>> begin Listed entries

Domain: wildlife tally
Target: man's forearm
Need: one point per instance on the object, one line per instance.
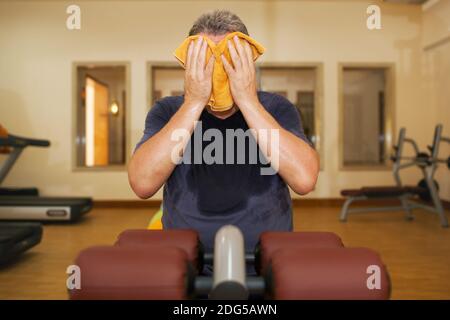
(152, 163)
(298, 162)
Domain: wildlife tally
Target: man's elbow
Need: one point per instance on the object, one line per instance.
(305, 184)
(142, 190)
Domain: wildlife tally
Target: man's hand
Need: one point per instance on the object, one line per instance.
(242, 76)
(198, 79)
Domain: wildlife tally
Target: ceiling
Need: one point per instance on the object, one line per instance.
(407, 1)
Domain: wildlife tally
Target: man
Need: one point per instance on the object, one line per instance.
(205, 196)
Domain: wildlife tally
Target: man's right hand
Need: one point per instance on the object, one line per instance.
(198, 78)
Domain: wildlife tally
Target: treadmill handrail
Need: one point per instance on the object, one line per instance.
(21, 142)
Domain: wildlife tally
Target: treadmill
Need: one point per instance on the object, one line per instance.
(26, 204)
(16, 238)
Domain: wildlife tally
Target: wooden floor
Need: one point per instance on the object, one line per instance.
(416, 253)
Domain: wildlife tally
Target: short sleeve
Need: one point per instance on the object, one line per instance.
(288, 117)
(156, 119)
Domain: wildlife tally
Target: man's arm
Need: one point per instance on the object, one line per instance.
(152, 163)
(298, 162)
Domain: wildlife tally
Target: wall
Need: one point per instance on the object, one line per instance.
(37, 52)
(436, 68)
(361, 90)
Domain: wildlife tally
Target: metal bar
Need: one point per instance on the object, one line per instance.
(9, 162)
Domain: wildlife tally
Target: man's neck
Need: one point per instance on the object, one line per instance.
(223, 114)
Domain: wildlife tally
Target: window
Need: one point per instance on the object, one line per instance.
(301, 86)
(101, 103)
(366, 126)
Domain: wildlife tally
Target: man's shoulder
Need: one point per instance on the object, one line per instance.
(170, 104)
(273, 101)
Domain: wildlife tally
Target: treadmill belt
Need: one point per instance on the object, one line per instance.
(16, 238)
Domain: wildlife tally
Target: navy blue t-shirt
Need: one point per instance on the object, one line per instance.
(205, 197)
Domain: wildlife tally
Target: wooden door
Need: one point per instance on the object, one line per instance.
(97, 126)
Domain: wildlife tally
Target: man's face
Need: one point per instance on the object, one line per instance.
(215, 38)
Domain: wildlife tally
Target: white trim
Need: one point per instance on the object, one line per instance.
(430, 3)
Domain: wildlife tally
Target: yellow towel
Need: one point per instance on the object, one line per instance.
(221, 99)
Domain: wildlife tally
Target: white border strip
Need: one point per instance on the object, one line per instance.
(430, 3)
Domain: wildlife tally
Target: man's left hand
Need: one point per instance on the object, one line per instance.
(242, 77)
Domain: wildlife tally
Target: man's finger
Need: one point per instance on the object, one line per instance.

>> end Listed entries

From the material above, copy everything exactly but the pictures.

Domain: wildlife tally
Target: man's forearm
Need: one point per instance on the object, one line per instance.
(152, 163)
(298, 162)
Domain: wildlife tally
Target: man's elbow
Need: one point per instance on the object, one line per instance.
(305, 184)
(142, 190)
Domain: wildlife tally
Target: man's hand
Need: one point per instance on the object, one line per instance.
(242, 76)
(198, 79)
Domain: wildlife tally
Target: ceiling
Need: one point per instance on the object, one line per instance.
(407, 1)
Domain: wildlife tally
Target: man
Need: one point per instance on the object, one line per instance.
(205, 196)
Domain: wildlife tally
Target: man's right hand
Need: one point per instance on the object, one line per instance.
(198, 78)
Domain: wildlife tally
Target: treadmill handrail
Need: one point per instance on the object, one line per instance.
(21, 142)
Domain: wildlife tally
Target: treadmill
Need: one point per instance on the object, one line per instance.
(26, 204)
(16, 238)
Domain: wildlife tally
Target: wooden floor
Need: one point per instance on the object, one line per instance.
(416, 253)
Domain: wildlife tally
Target: short sleeve
Need: one point per instance on the object, one line per instance.
(288, 117)
(156, 119)
Domain: wildlife tally
Target: man's arm
Need: one point per instance on the object, one line per instance.
(152, 163)
(298, 162)
Domain: wildlife tally
Target: wall
Need: one point per instance on the object, one line per instance.
(37, 52)
(436, 68)
(361, 90)
Domain: wildlife tally
Target: metal bar
Need: one point per instance on the object, one line per instance.
(9, 162)
Domain: wildlife tally
Target: man's neck
Need: one point per instance on the object, one line per instance.
(223, 114)
Domain: wildlife tally
Target: window
Need: one point per instance on the object, one line per instance.
(301, 86)
(101, 103)
(366, 126)
Domain: wildlife tally
Target: man's shoulder
Need: one point per instance on the object, one line per instance.
(170, 104)
(273, 101)
Domain: wildlife tally
Target: treadmill belt
Need: one point per instance on the object, one line per instance.
(16, 238)
Domain: wildlife tally
Target: navy blue t-shirt
Need: one point per instance on the object, one line per instance.
(205, 197)
Domain: wildlife tally
Target: wooden door
Need: one point per instance on the object, one line per instance.
(97, 126)
Domain: wildlife tally
Target: man's face
Need: one point per instance on the object, one line per instance.
(215, 38)
Domain: wildlife tally
Target: white trim
Need: one point per instance on the object, one line per instance.
(430, 3)
Domain: wildlife tally
Target: yellow towel
Need: one point per instance on the object, one line per instance.
(221, 99)
Domain: wildlife tally
Target: white border strip
Need: one point per instance on the object, one line per instance.
(430, 3)
Domain: wildlife tally
Target: man's left hand
Need: one point per instance on the object, one line per instance.
(242, 77)
Domain: wildlife tally
Target: man's finger
Need: one point per instance on the object, one line per instance.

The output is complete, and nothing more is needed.